Thus what is forbidden to one should be forbidden to all.  But in fact 
this is not how (I understand) the army runs.  While dati soldiers are
asked to make patrols in areas of hostility on Shabbos, they are not asked
to do maintenance to their equipment which may be deferred to Sunday 
without placing anybody in danger.  They are asked to do guard duty
around their bases.  They are generally not asked to protect activities 
which involve chillul Shabbos for non-emergency purposes, particularly 
where there is no immediate danger to the person who is violating Shabbos.
Thus dati soldiers are not supposed to be asked to do things like go into
town and check handbags in a movie theater which operates on Shabbos.
And in the case that I cited in the post that started all this, dati
soldiers are not supposed to be asked to go guard Shimon Peres' helicopter
landing in Ashkelon on Shabbos afternoon on the way to a meeting with
Arafat (I'm sorry someone considered that "political tendentiousness" on
my part but in point of fact that *is* what happened), especially where 
they were essentially serving as an honor guard for Peres and where there
was no immediate danger to his life because that is not a situation of 
pikuach nefesh which justifies violating Shabbos.  And in fact, the army
*did* apologize for the incident - I just wonder what would have happened
had one of the soldiers refused to obey.

● **RECORDS SHOWN**:
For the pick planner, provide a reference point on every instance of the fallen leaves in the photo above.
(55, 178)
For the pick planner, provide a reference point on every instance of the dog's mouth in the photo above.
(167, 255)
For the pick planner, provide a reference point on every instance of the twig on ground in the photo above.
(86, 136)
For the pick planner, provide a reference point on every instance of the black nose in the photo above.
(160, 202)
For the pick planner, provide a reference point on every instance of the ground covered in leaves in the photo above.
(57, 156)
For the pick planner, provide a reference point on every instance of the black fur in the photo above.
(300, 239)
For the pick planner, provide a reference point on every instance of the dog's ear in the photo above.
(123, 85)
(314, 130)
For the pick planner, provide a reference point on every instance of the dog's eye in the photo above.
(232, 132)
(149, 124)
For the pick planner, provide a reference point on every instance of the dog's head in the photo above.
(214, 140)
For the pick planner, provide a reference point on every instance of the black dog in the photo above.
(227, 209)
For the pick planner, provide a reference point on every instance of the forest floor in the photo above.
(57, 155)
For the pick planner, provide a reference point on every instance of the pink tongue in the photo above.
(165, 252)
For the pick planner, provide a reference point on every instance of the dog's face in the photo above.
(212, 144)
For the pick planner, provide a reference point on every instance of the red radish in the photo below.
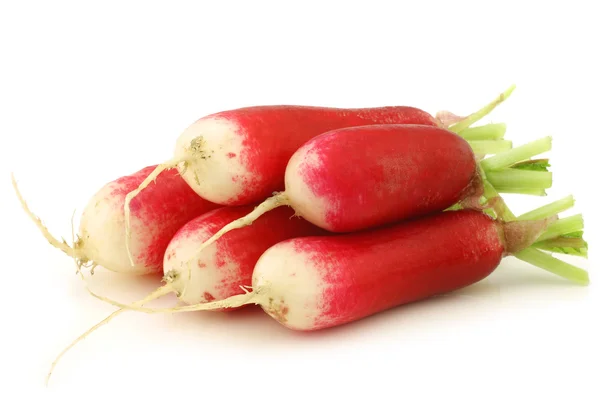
(221, 269)
(156, 215)
(362, 177)
(239, 157)
(312, 283)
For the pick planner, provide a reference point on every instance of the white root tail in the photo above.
(160, 292)
(131, 195)
(235, 301)
(61, 245)
(277, 200)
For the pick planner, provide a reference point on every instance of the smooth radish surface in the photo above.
(239, 157)
(220, 270)
(312, 283)
(224, 267)
(362, 177)
(155, 217)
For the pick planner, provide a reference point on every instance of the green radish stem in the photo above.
(485, 132)
(549, 209)
(534, 255)
(564, 245)
(558, 267)
(517, 154)
(522, 190)
(514, 178)
(490, 146)
(540, 164)
(476, 116)
(563, 226)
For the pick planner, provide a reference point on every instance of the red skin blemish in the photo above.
(208, 296)
(271, 134)
(163, 207)
(407, 171)
(237, 252)
(373, 271)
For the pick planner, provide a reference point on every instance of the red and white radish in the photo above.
(239, 157)
(224, 267)
(220, 270)
(156, 215)
(312, 283)
(362, 177)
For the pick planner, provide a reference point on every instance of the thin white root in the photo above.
(130, 196)
(235, 301)
(160, 292)
(61, 245)
(278, 200)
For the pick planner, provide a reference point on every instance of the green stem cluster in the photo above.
(564, 236)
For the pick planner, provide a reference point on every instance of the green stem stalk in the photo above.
(563, 226)
(485, 132)
(549, 210)
(553, 265)
(527, 191)
(517, 154)
(514, 178)
(476, 116)
(490, 146)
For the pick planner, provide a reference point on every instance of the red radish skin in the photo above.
(357, 178)
(239, 157)
(360, 275)
(241, 154)
(156, 215)
(312, 283)
(361, 177)
(220, 270)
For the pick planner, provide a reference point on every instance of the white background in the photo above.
(90, 91)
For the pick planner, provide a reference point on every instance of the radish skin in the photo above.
(239, 157)
(224, 267)
(313, 283)
(221, 269)
(155, 215)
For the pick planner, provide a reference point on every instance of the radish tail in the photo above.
(131, 195)
(61, 245)
(549, 241)
(238, 300)
(160, 292)
(278, 200)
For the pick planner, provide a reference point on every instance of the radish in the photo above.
(221, 269)
(156, 215)
(312, 283)
(362, 177)
(239, 157)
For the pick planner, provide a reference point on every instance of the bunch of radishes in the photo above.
(323, 216)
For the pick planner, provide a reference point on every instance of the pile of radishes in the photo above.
(323, 216)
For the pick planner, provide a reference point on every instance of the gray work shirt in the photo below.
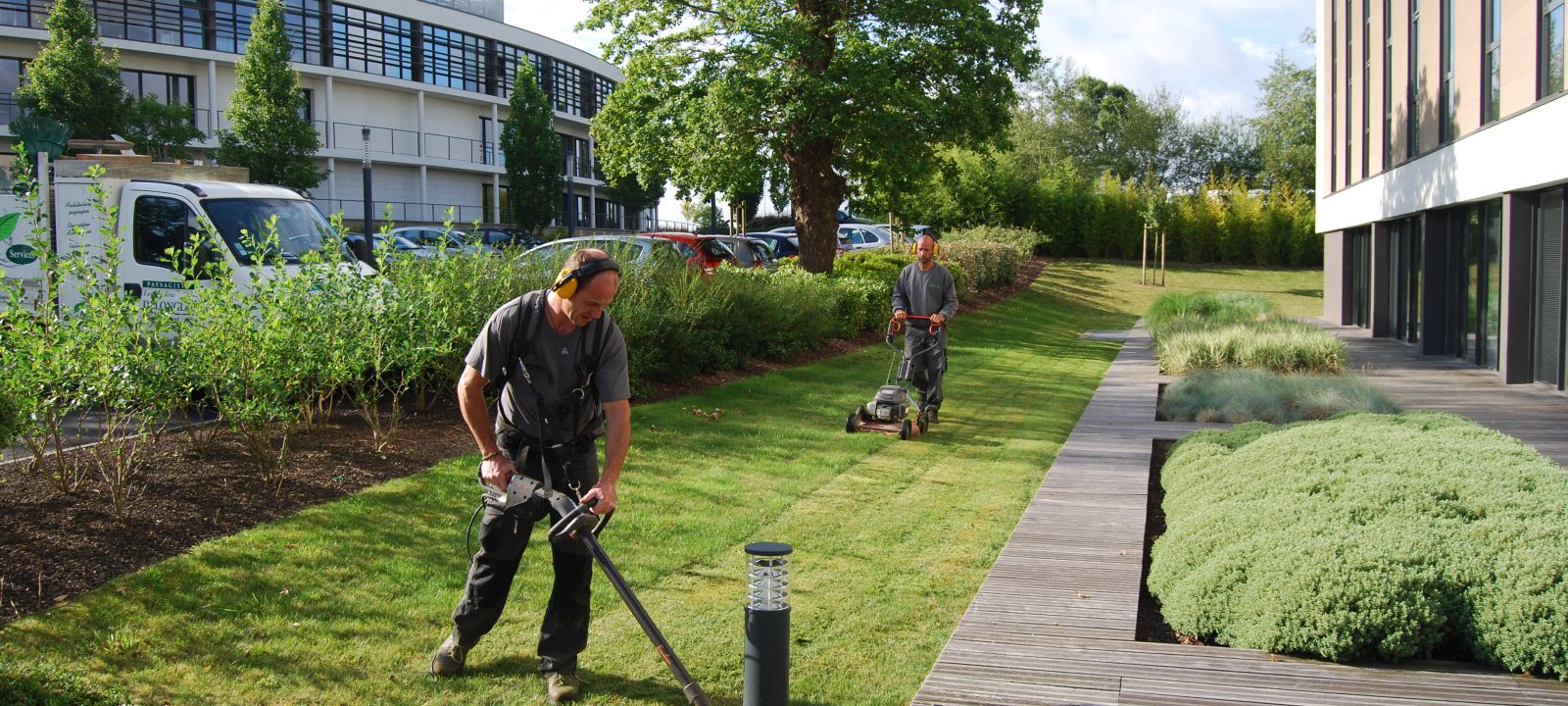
(925, 292)
(553, 363)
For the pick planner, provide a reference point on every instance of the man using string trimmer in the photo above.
(564, 366)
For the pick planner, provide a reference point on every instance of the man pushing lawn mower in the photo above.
(925, 290)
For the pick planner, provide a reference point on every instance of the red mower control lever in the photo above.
(896, 326)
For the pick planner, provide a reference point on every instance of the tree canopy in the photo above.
(269, 132)
(814, 96)
(75, 80)
(533, 153)
(1288, 125)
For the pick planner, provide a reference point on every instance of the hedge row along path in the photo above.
(1057, 617)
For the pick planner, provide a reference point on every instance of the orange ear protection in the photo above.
(571, 277)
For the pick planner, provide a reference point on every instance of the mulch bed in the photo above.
(59, 546)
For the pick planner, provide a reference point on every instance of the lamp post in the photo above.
(765, 675)
(365, 165)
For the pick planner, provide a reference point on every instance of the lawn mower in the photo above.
(890, 410)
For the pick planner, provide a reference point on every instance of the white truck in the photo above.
(159, 208)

● **EXERCISE DESCRIPTION**: Retype the passage on religious soldiers and Shabbos duty, everything from "Thus dati soldiers" down to "refused to obey.". The records have no connection to the text.

● **TASK RESULT**:
Thus dati soldiers are not supposed to be asked to do things like go into
town and check handbags in a movie theater which operates on Shabbos.
And in the case that I cited in the post that started all this, dati
soldiers are not supposed to be asked to go guard Shimon Peres' helicopter
landing in Ashkelon on Shabbos afternoon on the way to a meeting with
Arafat (I'm sorry someone considered that "political tendentiousness" on
my part but in point of fact that *is* what happened), especially where 
they were essentially serving as an honor guard for Peres and where there
was no immediate danger to his life because that is not a situation of 
pikuach nefesh which justifies violating Shabbos.  And in fact, the army
*did* apologize for the incident - I just wonder what would have happened
had one of the soldiers refused to obey.